Would you copy out, exactly as written, each line from the one containing "for the utility" to the end of the records below?

[Items from a data source]
::::::

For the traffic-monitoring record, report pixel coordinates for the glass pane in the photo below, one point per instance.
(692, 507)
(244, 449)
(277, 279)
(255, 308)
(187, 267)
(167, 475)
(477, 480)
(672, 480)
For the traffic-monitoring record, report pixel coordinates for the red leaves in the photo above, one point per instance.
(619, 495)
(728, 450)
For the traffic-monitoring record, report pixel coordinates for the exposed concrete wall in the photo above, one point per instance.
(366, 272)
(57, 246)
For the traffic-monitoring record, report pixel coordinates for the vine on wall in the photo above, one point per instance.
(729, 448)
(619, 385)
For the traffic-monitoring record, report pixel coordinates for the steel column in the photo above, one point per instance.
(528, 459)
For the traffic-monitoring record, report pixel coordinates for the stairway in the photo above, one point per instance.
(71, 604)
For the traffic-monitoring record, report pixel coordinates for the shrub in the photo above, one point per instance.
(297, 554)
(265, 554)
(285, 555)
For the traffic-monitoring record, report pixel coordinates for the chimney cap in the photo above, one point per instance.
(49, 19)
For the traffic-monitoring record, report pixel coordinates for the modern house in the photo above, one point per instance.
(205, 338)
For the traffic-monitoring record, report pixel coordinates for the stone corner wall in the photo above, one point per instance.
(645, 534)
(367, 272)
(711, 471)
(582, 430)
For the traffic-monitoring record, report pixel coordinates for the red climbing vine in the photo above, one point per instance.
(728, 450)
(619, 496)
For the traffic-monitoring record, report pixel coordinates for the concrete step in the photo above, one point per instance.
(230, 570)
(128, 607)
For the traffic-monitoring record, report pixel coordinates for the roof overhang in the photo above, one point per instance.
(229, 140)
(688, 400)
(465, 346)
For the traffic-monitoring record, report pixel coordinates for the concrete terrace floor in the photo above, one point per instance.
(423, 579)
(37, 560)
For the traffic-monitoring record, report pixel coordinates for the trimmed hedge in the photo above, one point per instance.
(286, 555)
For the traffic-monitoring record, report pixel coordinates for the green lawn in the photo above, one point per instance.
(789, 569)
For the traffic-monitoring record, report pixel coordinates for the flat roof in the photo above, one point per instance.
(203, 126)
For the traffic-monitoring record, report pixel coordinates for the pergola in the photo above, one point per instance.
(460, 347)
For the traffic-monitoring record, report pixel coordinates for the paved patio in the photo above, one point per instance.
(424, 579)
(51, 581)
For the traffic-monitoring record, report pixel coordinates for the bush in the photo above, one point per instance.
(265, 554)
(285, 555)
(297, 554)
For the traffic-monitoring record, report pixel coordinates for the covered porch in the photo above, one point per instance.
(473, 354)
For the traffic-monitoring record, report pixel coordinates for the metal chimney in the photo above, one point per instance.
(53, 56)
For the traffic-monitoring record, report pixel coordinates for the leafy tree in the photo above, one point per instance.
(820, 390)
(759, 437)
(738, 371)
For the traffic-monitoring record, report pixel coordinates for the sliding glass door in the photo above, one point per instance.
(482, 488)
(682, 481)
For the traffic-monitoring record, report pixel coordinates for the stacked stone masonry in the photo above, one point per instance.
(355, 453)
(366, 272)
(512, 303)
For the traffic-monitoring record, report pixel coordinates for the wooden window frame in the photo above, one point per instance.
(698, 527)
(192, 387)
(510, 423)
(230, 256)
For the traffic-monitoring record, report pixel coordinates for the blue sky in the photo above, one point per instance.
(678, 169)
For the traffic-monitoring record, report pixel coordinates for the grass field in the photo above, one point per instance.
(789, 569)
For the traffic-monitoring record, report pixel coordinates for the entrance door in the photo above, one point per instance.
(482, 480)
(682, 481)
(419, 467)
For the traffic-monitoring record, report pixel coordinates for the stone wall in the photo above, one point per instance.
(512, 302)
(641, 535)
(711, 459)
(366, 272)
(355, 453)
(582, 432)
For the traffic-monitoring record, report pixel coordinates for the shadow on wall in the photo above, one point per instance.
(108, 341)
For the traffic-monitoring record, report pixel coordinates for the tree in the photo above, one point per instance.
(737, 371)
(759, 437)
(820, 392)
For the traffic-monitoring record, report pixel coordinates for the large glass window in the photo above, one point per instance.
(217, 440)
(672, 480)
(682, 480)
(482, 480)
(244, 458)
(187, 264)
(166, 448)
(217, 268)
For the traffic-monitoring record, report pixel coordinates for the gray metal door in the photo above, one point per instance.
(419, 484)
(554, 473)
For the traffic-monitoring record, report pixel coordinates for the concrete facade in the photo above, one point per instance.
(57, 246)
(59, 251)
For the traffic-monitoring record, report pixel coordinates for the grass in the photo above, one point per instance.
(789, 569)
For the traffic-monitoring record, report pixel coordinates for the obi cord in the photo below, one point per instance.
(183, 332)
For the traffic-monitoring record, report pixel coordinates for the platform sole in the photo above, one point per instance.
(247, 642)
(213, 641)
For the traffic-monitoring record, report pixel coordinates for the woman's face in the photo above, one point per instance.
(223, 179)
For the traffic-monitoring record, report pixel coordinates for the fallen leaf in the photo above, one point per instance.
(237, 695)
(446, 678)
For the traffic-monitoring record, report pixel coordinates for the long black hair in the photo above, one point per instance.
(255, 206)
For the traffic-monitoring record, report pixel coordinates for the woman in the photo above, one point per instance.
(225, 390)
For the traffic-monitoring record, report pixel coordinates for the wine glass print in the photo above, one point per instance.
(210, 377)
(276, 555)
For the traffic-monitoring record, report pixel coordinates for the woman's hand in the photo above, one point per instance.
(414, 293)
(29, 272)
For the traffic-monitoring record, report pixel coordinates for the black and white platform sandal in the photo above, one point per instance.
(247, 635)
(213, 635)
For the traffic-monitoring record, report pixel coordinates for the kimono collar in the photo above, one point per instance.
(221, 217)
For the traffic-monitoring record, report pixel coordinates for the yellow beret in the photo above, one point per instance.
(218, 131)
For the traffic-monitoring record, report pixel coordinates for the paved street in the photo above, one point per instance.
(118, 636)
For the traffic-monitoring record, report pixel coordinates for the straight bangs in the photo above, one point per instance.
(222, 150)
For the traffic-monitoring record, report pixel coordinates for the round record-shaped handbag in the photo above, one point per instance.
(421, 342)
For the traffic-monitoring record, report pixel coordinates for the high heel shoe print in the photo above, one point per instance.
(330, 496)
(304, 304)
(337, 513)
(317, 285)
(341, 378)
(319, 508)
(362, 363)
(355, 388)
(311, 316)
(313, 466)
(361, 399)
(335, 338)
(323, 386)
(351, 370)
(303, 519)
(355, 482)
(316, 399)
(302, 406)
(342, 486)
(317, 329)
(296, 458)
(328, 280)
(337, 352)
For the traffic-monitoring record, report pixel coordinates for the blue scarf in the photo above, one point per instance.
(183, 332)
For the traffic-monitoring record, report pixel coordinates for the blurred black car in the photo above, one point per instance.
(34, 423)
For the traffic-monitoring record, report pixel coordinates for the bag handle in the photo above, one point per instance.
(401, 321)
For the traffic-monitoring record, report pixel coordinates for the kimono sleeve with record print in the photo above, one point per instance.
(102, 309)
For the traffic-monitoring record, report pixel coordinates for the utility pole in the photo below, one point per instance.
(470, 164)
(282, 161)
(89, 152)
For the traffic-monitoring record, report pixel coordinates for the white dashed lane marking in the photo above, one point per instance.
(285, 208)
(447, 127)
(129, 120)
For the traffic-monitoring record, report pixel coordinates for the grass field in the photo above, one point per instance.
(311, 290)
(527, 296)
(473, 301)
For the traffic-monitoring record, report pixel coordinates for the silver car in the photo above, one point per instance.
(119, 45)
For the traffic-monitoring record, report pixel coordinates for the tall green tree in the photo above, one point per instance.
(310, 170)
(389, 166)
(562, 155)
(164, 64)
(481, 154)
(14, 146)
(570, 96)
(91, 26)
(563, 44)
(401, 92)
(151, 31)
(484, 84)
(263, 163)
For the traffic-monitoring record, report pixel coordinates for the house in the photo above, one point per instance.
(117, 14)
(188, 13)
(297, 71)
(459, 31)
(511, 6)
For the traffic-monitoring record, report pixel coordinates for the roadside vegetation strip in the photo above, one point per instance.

::::::

### ANSWER BOX
For the traffic-monitoring record, report pixel coordinates for the utility pole in the photo below, one point per instance.
(470, 164)
(282, 161)
(89, 152)
For the traffic-monitoring record, report pixel coordinates for the white dashed lane marking in the photo above, one point per instance.
(285, 208)
(447, 127)
(129, 120)
For the traffic-monitoring record, report pixel coordinates for the grass field in the photo above, one point per instance.
(311, 290)
(527, 296)
(473, 301)
For the traffic-monitoring record, report pixel coordinates for the silver car in the photo above, one point per instance.
(119, 45)
For the traffic-monitoring record, report pixel coordinates for the tall green tree in the photo above, one point per instance.
(310, 170)
(389, 166)
(562, 155)
(164, 64)
(481, 154)
(14, 146)
(570, 96)
(91, 26)
(563, 44)
(401, 92)
(151, 31)
(484, 84)
(263, 163)
For the traffic-monitoring record, report pixel coordinates for the house in the photo above, one point per instance.
(117, 14)
(188, 13)
(297, 71)
(459, 31)
(511, 6)
For the traffic-monitoring record, report pixel coordinates for the roadside vegetation strip in the photo above, one point per instance.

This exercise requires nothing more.